PROMPT: Search term "bridge": copy each line of the records that contains it.
BEGIN DATA IN THIS EXERCISE
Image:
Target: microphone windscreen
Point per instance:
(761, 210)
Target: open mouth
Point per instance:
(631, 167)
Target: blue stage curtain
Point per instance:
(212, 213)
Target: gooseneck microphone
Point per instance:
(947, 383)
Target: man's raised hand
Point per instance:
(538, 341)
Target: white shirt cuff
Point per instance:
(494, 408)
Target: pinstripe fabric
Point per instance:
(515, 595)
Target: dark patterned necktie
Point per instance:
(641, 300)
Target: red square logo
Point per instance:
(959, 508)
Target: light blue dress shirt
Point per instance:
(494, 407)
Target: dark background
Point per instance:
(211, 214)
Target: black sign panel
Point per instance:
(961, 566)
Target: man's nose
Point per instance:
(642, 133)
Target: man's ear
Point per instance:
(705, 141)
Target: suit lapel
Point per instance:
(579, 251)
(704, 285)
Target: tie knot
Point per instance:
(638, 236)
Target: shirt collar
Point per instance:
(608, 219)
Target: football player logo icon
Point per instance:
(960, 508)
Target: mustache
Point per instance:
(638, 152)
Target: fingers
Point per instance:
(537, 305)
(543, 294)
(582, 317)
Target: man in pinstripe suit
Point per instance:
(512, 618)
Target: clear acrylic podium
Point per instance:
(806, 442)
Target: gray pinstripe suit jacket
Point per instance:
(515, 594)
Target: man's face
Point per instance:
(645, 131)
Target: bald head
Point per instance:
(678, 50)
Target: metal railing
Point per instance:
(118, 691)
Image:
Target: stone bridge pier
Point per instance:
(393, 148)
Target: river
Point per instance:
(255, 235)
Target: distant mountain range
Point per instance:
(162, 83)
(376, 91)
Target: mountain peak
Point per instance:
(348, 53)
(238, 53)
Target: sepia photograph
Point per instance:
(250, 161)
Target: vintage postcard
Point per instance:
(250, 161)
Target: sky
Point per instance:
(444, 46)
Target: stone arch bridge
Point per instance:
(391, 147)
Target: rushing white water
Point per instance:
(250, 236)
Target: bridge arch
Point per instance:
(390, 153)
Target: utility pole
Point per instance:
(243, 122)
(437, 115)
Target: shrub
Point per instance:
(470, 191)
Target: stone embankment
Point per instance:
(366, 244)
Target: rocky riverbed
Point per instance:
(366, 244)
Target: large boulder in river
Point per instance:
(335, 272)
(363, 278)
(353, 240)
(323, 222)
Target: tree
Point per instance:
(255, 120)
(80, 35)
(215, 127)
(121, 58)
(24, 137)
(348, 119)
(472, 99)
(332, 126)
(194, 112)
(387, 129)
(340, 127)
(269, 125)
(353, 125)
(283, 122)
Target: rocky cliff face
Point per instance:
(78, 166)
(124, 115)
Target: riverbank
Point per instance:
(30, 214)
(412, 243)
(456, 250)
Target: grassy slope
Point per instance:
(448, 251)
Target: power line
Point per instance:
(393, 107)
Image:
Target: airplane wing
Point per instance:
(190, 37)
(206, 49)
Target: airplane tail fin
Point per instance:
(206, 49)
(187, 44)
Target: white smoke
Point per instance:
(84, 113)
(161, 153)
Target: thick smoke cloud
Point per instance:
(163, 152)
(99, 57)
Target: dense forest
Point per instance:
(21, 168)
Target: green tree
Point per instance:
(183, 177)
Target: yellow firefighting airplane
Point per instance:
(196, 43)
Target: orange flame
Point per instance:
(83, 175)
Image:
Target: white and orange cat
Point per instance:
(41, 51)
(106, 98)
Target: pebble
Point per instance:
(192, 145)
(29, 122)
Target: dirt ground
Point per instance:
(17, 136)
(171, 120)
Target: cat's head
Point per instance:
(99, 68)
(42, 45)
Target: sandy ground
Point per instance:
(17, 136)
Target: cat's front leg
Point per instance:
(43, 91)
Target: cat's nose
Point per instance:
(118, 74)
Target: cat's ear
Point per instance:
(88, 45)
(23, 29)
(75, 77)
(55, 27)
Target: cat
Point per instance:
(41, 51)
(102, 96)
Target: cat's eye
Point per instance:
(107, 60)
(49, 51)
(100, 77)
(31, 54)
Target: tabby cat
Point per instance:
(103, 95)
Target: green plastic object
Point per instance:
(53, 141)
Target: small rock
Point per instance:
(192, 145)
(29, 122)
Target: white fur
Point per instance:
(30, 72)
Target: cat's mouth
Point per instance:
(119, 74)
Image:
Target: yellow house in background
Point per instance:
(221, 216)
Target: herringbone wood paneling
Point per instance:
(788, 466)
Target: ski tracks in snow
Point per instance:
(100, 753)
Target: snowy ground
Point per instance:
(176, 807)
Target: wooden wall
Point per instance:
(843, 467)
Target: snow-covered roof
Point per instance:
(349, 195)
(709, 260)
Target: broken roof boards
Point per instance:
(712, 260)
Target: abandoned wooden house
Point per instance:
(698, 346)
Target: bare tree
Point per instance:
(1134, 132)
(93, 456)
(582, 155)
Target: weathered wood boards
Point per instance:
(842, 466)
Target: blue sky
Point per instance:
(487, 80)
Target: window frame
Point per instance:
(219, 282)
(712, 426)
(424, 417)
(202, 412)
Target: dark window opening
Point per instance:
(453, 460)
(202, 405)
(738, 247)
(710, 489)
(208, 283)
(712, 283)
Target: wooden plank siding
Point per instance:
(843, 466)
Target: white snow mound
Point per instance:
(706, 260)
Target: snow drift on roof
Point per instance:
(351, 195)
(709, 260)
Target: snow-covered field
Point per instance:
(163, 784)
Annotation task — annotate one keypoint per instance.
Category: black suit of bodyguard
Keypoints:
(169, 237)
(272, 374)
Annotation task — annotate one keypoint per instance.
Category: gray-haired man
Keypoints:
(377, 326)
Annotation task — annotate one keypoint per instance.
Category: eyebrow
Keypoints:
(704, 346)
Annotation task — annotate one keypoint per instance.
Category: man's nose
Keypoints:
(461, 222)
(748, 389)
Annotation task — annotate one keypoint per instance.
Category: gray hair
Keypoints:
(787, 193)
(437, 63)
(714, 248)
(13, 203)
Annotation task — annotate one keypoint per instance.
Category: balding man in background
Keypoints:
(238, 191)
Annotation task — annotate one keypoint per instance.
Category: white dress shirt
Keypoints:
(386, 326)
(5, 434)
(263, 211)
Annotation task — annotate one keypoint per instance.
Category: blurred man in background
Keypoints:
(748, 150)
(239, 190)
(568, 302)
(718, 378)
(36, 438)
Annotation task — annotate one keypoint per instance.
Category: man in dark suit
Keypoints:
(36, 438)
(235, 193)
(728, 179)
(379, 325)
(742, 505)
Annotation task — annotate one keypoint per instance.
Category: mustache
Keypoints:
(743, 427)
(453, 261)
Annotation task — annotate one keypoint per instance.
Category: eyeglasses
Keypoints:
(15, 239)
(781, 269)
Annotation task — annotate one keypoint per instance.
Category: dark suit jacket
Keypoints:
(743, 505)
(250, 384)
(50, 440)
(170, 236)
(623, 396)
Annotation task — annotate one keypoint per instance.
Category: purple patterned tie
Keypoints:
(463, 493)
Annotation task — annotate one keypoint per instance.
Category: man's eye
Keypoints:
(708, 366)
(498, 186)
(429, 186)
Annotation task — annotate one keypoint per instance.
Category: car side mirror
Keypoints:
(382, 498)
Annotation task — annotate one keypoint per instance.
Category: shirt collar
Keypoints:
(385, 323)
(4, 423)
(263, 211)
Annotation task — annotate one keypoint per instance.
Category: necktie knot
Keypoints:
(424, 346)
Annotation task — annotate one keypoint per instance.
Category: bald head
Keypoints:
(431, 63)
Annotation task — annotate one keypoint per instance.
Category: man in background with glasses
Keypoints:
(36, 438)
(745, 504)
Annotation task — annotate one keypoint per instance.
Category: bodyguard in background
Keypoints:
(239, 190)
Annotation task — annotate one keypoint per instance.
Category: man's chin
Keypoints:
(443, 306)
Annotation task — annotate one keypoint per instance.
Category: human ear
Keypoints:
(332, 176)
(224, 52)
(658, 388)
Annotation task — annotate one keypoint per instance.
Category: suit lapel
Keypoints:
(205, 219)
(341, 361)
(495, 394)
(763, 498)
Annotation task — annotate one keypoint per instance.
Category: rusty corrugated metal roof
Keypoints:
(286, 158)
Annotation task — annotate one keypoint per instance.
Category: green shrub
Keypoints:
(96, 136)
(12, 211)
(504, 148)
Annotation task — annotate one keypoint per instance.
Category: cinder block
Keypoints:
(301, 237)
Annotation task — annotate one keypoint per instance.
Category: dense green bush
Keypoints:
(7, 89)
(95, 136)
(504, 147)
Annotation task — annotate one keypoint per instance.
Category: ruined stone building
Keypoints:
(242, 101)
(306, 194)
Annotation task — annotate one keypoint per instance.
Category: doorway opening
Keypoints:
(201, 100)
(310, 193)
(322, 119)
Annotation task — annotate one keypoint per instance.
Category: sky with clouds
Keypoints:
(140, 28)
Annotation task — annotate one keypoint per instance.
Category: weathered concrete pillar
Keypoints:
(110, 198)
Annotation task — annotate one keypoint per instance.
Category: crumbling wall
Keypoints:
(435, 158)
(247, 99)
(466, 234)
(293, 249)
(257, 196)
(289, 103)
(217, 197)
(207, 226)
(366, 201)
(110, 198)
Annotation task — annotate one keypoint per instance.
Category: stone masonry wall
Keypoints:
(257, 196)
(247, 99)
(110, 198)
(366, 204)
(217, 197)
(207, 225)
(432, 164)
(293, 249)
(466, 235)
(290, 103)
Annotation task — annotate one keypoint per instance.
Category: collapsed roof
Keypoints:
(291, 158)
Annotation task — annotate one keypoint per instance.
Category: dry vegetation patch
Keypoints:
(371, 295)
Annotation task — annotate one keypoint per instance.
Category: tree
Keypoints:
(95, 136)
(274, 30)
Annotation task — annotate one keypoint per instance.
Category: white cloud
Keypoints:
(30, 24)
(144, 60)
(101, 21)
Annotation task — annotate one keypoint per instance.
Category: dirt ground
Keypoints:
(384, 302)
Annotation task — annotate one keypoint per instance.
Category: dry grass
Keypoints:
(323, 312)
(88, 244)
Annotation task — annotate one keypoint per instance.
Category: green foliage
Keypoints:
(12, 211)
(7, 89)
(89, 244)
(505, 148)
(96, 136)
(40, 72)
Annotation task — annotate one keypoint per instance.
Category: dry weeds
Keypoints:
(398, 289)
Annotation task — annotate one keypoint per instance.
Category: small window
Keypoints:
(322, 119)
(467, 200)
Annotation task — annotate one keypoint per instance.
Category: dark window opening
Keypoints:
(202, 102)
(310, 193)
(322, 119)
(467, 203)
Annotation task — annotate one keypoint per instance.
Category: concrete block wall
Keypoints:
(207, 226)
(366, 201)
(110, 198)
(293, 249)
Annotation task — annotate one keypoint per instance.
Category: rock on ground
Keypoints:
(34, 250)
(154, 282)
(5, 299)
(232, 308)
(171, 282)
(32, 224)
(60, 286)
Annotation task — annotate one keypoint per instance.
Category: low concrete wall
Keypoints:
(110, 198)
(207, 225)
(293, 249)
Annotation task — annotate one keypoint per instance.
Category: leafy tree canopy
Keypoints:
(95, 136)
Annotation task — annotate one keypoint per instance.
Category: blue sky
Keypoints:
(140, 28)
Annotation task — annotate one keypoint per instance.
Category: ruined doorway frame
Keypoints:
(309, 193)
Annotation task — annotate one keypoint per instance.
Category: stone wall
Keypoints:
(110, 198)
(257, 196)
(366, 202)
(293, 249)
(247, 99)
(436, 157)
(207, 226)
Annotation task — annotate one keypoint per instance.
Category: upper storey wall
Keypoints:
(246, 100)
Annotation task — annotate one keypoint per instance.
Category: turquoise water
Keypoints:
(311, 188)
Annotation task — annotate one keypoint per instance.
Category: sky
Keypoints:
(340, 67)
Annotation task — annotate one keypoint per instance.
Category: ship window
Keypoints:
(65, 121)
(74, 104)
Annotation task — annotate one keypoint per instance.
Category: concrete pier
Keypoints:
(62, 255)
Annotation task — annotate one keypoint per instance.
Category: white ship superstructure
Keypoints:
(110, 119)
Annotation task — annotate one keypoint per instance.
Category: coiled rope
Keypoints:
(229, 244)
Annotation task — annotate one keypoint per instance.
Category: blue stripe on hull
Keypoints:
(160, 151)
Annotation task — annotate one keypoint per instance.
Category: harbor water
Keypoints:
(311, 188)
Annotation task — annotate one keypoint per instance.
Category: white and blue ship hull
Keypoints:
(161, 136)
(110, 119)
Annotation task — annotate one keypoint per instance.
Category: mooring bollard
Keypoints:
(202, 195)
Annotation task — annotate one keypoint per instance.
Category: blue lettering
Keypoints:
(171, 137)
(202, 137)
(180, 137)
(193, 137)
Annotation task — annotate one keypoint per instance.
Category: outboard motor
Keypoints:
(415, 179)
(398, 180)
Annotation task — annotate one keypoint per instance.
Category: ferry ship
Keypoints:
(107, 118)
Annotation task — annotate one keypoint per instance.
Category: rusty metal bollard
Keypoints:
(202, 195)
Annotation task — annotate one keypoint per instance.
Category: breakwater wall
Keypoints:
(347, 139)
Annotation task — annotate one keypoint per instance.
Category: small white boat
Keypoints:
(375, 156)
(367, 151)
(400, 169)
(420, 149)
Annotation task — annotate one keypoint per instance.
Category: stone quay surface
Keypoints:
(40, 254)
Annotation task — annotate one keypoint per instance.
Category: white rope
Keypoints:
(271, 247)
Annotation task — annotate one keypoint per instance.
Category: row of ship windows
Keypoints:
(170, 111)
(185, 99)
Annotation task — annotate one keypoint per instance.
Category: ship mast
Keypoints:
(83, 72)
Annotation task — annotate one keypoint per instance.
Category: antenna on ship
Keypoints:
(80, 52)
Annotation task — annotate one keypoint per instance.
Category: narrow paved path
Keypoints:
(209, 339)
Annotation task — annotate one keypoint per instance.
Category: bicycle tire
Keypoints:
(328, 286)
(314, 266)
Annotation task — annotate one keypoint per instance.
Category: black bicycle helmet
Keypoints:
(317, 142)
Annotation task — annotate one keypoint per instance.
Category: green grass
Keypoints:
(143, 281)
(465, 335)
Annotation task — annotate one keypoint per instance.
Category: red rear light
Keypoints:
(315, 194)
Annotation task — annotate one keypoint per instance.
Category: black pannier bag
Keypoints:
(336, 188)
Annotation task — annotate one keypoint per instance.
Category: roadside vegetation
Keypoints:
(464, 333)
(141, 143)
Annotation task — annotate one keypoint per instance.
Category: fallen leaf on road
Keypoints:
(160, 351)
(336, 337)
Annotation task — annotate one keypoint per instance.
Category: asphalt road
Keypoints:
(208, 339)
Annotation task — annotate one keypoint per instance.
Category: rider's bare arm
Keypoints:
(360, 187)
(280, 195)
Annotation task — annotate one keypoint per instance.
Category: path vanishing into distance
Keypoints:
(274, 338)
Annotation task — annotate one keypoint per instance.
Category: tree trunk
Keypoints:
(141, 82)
END DATA IN THIS EXERCISE
SOLVED EXERCISE:
Target: stone bridge pier
Target: stone arch bridge
Target: bridge arch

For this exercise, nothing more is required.